(Data shown):
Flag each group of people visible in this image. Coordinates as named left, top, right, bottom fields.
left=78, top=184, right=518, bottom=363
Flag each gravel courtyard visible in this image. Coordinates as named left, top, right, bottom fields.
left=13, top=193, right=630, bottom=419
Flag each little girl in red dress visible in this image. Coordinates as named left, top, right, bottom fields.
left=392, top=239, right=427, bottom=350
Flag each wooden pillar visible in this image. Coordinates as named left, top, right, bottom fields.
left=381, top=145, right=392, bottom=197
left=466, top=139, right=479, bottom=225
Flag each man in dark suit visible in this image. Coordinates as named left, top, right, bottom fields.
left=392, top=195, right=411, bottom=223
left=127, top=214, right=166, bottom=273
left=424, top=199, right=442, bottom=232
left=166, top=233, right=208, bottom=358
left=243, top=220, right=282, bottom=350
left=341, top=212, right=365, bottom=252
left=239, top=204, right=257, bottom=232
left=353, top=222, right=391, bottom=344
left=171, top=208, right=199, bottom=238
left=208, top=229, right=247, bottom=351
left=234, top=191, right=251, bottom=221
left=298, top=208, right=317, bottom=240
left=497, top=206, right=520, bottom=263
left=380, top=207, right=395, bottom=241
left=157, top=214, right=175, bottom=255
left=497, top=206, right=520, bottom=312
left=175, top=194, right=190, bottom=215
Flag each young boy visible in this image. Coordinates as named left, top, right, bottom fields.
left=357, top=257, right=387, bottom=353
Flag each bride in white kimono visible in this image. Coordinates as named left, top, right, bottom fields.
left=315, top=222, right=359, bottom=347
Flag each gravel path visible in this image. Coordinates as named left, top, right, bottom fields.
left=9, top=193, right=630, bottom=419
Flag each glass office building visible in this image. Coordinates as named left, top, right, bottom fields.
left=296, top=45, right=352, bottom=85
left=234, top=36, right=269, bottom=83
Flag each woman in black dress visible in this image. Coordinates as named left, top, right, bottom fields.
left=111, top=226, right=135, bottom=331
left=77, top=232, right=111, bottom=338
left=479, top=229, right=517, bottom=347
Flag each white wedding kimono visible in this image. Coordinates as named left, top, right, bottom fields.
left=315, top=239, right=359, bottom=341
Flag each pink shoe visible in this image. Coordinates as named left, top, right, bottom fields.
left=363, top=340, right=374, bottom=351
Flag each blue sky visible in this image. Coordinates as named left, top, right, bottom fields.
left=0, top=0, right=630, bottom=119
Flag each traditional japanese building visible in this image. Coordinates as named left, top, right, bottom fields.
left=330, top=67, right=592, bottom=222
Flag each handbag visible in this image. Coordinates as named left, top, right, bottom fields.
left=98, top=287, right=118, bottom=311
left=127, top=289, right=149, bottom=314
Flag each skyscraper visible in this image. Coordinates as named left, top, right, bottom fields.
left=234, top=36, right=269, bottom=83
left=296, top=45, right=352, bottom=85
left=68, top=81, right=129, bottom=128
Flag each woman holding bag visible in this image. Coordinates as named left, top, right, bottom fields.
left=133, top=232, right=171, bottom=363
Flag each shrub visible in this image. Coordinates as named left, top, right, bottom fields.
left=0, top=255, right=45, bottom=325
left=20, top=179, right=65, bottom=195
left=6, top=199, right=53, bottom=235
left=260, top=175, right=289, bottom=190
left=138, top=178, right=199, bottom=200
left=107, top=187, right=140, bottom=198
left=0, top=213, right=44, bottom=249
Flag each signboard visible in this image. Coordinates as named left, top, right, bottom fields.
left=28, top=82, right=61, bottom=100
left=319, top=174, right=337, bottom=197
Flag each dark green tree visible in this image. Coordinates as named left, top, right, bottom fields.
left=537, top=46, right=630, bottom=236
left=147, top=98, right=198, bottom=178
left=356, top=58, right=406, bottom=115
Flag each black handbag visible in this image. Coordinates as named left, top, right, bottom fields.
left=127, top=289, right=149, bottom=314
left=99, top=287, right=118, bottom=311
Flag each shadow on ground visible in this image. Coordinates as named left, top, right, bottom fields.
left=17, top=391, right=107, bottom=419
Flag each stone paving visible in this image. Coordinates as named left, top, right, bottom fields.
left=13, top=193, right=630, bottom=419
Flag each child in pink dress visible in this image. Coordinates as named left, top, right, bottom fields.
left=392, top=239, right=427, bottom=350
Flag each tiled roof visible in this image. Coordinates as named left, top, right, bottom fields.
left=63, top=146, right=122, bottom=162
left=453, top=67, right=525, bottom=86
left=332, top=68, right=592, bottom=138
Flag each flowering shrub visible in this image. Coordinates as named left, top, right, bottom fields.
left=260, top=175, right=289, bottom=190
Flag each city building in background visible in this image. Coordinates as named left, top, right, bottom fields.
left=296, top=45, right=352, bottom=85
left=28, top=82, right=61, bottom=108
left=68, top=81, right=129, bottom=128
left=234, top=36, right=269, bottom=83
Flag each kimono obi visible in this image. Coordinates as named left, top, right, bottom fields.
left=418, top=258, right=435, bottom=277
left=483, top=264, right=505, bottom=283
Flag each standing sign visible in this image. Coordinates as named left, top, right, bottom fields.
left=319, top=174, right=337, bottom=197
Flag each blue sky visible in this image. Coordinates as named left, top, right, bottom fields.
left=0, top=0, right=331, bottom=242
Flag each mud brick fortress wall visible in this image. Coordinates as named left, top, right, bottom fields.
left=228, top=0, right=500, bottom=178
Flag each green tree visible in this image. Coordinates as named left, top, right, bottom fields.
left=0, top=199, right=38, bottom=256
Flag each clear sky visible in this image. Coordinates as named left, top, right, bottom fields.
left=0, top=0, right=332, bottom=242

(Exercise): Can you pull out, word for word, the lines of the records from the one containing "Flag each standing" through the one containing "left=228, top=0, right=500, bottom=178", with both of those lines included?

(Solution to this exercise):
Flag each standing sign visible in this image. Coordinates as named left, top, right, bottom fields.
left=319, top=174, right=337, bottom=197
Flag each blue sky visible in this image. Coordinates as named left, top, right, bottom fields.
left=0, top=0, right=331, bottom=242
Flag each mud brick fortress wall visible in this image. Coordinates as named left, top, right, bottom fields.
left=228, top=0, right=500, bottom=178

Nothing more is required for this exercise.